DATA SECTION:
──────
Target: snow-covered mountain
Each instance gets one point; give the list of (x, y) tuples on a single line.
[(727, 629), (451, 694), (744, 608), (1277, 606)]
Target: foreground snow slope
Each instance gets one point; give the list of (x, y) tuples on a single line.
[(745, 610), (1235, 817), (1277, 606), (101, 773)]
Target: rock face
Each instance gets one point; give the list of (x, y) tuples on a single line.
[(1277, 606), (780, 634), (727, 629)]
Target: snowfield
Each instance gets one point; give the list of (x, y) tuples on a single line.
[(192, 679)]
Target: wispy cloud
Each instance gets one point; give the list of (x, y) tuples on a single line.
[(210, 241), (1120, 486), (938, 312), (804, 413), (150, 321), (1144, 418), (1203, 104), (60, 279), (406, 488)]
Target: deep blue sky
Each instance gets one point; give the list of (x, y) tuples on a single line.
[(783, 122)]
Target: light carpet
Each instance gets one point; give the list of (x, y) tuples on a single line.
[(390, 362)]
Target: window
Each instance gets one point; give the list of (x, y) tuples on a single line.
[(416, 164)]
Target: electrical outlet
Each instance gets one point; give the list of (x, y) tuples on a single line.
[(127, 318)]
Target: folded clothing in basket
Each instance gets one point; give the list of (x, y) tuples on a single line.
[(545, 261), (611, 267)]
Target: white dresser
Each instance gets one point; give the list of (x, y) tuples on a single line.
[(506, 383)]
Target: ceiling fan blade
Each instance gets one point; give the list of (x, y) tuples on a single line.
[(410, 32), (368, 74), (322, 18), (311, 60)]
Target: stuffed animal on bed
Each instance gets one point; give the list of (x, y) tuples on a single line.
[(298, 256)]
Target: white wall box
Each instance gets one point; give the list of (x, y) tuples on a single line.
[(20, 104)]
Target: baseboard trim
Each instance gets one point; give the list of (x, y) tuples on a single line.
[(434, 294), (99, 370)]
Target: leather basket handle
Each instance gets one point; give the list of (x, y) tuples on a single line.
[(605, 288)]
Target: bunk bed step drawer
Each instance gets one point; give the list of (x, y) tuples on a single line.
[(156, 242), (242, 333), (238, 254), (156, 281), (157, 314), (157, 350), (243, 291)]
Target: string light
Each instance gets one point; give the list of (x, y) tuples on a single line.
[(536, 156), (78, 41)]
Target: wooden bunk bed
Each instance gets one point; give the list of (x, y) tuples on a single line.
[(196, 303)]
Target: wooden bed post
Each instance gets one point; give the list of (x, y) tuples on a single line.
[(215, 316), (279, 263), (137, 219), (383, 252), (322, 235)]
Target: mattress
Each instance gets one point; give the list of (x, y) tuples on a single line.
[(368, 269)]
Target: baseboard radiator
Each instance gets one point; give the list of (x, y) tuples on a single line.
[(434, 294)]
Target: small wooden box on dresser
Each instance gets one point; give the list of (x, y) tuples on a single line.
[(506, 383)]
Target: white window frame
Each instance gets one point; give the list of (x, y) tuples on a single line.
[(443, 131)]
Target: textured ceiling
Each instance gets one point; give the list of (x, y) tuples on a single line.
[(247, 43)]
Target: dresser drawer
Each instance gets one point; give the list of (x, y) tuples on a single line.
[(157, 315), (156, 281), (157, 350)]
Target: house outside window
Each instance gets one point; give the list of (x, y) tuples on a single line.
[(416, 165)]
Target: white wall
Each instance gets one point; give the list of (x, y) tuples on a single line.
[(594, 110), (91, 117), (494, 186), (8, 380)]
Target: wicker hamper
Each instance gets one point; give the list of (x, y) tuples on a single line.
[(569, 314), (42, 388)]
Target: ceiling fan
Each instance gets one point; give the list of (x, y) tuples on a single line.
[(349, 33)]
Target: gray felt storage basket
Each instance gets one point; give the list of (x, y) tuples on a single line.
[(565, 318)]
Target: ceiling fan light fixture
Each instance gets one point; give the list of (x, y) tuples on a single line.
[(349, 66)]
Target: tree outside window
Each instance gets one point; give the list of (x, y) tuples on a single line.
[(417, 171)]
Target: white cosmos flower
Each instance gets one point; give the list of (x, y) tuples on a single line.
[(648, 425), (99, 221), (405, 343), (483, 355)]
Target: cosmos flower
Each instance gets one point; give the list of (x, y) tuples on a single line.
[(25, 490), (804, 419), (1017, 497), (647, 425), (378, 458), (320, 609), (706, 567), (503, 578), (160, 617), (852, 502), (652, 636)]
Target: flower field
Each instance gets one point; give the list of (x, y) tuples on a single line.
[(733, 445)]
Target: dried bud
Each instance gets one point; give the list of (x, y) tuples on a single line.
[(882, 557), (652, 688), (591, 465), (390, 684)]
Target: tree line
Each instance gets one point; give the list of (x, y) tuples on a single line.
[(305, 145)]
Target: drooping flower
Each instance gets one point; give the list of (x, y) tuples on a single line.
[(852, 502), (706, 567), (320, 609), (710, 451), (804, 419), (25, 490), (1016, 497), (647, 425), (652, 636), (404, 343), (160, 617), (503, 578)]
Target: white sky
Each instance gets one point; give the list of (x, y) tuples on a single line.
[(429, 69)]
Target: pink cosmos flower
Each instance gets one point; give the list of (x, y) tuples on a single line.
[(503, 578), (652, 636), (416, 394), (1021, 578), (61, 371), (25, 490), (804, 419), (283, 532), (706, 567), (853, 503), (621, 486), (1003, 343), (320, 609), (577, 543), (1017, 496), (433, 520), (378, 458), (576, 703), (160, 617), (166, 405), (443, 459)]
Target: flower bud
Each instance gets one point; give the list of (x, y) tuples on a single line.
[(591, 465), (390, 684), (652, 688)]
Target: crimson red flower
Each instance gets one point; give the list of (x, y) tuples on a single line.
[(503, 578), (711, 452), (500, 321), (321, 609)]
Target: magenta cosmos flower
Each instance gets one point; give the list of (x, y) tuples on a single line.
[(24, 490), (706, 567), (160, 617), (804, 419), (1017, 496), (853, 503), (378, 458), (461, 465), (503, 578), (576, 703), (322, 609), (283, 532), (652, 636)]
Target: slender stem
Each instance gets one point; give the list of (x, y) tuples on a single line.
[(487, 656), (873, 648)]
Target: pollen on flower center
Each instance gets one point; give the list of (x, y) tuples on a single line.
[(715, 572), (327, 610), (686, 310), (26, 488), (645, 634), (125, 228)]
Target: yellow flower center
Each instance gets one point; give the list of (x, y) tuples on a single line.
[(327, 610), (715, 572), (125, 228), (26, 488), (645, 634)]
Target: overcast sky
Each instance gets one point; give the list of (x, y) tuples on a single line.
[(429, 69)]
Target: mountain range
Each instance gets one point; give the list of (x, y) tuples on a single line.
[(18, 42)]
──────
PROBLEM DETAILS:
All that should appear in the response is the run of lines from the first line of the entries through the line containing "Target: wispy cloud", copied exactly.

RESPONSE TO THIS TASK:
Target: snow-covered mountain
Each instance gets one point; give the list of (x, y) tuples on a single line.
[(727, 629), (451, 694), (744, 608), (1277, 606)]
Target: foreground snow slope
Each instance gets one point; give the list of (x, y) tuples on a single line.
[(745, 610), (1235, 817), (1277, 606), (101, 773)]
Target: rock face
Each instance gets one point; give the list of (x, y) tuples on a single line.
[(1277, 606), (780, 634), (727, 629)]
Target: snowfield
Each instance gets one point; give the list of (x, y) tuples on a single line.
[(192, 679)]
Target: wispy cloud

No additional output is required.